[Extracted data entries]
+ + + + + + +
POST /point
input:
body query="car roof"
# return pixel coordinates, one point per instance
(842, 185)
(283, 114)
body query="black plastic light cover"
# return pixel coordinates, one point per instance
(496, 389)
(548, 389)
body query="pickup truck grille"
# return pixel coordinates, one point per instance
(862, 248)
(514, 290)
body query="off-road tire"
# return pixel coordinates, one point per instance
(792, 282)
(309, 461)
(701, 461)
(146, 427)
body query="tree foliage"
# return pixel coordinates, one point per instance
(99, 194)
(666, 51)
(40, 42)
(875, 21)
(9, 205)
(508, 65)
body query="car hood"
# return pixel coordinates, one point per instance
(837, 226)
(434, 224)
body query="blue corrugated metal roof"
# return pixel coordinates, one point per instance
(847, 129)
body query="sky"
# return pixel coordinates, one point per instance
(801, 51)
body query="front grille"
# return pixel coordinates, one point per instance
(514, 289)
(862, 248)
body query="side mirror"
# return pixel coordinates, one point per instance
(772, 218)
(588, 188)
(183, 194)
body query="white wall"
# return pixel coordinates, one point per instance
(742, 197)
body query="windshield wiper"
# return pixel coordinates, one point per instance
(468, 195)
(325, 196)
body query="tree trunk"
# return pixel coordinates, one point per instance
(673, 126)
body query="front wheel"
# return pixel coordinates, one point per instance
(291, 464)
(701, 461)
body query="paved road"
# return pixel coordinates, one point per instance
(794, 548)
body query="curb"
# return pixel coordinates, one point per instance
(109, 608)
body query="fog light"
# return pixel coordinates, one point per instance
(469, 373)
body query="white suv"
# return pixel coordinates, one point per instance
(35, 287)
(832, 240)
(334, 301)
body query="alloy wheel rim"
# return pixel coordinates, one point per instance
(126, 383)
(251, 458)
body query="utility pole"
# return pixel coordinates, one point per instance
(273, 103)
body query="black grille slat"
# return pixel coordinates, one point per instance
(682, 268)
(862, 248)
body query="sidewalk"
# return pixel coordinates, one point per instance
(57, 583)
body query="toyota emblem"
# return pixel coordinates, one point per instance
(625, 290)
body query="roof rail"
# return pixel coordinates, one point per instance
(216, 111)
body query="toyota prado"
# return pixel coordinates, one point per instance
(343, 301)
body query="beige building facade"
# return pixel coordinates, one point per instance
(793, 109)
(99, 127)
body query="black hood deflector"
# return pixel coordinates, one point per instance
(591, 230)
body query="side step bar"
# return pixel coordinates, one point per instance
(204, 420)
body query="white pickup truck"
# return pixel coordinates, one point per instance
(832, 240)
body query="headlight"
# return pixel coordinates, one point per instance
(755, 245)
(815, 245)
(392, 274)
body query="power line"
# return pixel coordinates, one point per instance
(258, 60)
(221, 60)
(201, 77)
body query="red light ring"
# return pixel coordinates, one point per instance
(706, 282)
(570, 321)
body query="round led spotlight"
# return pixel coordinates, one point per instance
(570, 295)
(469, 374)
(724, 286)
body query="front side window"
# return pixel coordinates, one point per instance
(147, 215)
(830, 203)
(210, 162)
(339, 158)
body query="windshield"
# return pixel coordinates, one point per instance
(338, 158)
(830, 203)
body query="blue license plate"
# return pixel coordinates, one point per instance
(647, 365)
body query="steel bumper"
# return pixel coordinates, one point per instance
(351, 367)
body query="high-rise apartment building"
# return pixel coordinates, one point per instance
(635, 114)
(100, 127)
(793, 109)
+ + + + + + +
The problem: Each record must be transcribed exactly, with nothing left out.

Your solution:
POST /point
input:
body query="car roof"
# return pixel coordinates, one point per instance
(842, 185)
(283, 114)
body query="black plastic light cover"
# return pixel coordinates, one point per instance
(496, 389)
(548, 389)
body query="pickup truck grille"
# return pixel coordinates, one point per instance
(862, 248)
(514, 290)
body query="off-road tire"
# return pixel coordinates, one point per instance
(792, 282)
(309, 461)
(701, 461)
(146, 427)
body query="tree foliage"
# return pixel coordinates, one point per instance
(99, 194)
(666, 51)
(40, 42)
(875, 21)
(9, 205)
(508, 65)
body query="car hood"
# return pixel coordinates, one point per instance
(837, 226)
(434, 224)
body query="blue corrugated metal roof"
# return pixel coordinates, one point per instance
(847, 129)
body query="sky"
# return pixel coordinates, one point per instance
(801, 51)
body query="front grille"
# return pixel coordinates, one point per instance
(514, 289)
(862, 248)
body query="side mirror"
# return pixel coordinates, one point per instance
(772, 218)
(588, 188)
(183, 194)
body query="white wall"
# return pixel coordinates, one point per instance
(742, 197)
body query="windshield wiper"
# return pixel coordinates, one point per instance
(468, 195)
(325, 196)
body query="tree trunk"
# return pixel coordinates, one point per instance
(673, 126)
body query="front wheel"
# return pixel coordinates, one point per instance
(291, 464)
(701, 461)
body query="paved road"
# return pixel coordinates, one point per instance
(794, 548)
body query="curb"
# return pixel coordinates, one point per instance
(109, 608)
body query="fog light"
# return pixel coordinates, one point per instance
(469, 373)
body query="white suv"
# return pixel coordinates, one point per instance
(35, 287)
(832, 240)
(334, 301)
body query="alloy wheel rim"
# return pixel coordinates, one point per instance
(126, 383)
(251, 458)
body query="utility pole"
# return pixel coordinates, one point per instance
(273, 103)
body query="black grille slat"
# return pixel coordinates, one point per instance
(682, 268)
(862, 248)
body query="sidewalk"
# return pixel coordinates, one point per instance
(57, 583)
body query="toyota emblem"
# return pixel coordinates, one point per instance
(625, 290)
body query="roof rail"
# return pixel coordinates, one point per instance
(216, 111)
body query="toyota prado"
# return pixel coordinates, one point per instance
(343, 301)
body query="beige building facade"
# return pixel coordinates, one point per instance
(793, 109)
(99, 127)
body query="black hood deflector"
# return pixel coordinates, one point per instance
(591, 230)
body query="side step bar"
# return pixel coordinates, one point per instance
(204, 420)
body query="white pickup truck"
# return pixel coordinates, one point per instance
(832, 240)
body query="headlight"
# return pixel coordinates, one point per instance
(755, 245)
(815, 245)
(392, 274)
body query="power line"
# return pixel coordinates, one point per instance
(258, 60)
(221, 60)
(201, 77)
body query="red light ring"
# return pixel coordinates, one point per instance
(706, 282)
(570, 321)
body query="round led spotlight"
# return pixel coordinates, one point per instance
(570, 295)
(469, 374)
(724, 286)
body query="front side window"
# return pixel coordinates, one point per instance
(147, 215)
(830, 203)
(210, 162)
(339, 158)
body query="windshield"
# return pixel coordinates, one point per instance
(338, 158)
(830, 203)
body query="blue license plate"
# return pixel coordinates, one point per instance
(647, 365)
body query="steel bumper"
# return pixel coordinates, one point per instance
(351, 367)
body query="high-rise apartment building"
# return pixel coordinates, one point per instance
(635, 114)
(100, 127)
(793, 109)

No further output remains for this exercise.